--- START ---

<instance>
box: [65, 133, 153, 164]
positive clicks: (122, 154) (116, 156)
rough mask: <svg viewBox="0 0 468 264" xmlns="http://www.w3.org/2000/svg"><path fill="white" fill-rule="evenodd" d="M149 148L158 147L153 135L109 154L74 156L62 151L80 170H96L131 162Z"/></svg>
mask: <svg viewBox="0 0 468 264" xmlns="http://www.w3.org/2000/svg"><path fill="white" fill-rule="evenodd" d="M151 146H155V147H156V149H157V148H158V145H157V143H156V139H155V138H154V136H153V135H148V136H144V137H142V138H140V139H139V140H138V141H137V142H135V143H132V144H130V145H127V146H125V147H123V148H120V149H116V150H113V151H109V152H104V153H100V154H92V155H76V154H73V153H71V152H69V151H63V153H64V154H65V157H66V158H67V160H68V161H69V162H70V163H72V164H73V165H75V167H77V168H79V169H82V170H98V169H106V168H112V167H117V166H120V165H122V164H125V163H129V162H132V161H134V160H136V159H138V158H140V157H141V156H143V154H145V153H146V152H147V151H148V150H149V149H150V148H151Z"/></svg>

--- END ---

WHAT IS NEEDED -
Without changing a word, restate the whole listing.

ANSWER SECTION -
<instance>
box: [65, 133, 153, 164]
positive clicks: (122, 154) (116, 156)
rough mask: <svg viewBox="0 0 468 264" xmlns="http://www.w3.org/2000/svg"><path fill="white" fill-rule="evenodd" d="M149 148L158 147L153 135L109 154L74 156L62 151L80 170H96L131 162Z"/></svg>
mask: <svg viewBox="0 0 468 264" xmlns="http://www.w3.org/2000/svg"><path fill="white" fill-rule="evenodd" d="M151 146H155V147H156V149H157V148H158V145H157V143H156V139H155V138H154V136H153V135H148V136H144V137H142V138H140V139H139V140H138V141H137V142H135V143H132V144H130V145H127V146H125V147H123V148H120V149H116V150H113V151H109V152H104V153H100V154H92V155H76V154H73V153H71V152H69V151H63V153H64V154H65V157H66V158H67V160H68V161H69V162H70V163H72V164H73V165H75V167H77V168H79V169H82V170H98V169H106V168H112V167H117V166H120V165H122V164H125V163H129V162H132V161H134V160H136V159H138V158H140V157H141V156H143V154H145V153H146V152H147V151H148V150H149V149H150V148H151Z"/></svg>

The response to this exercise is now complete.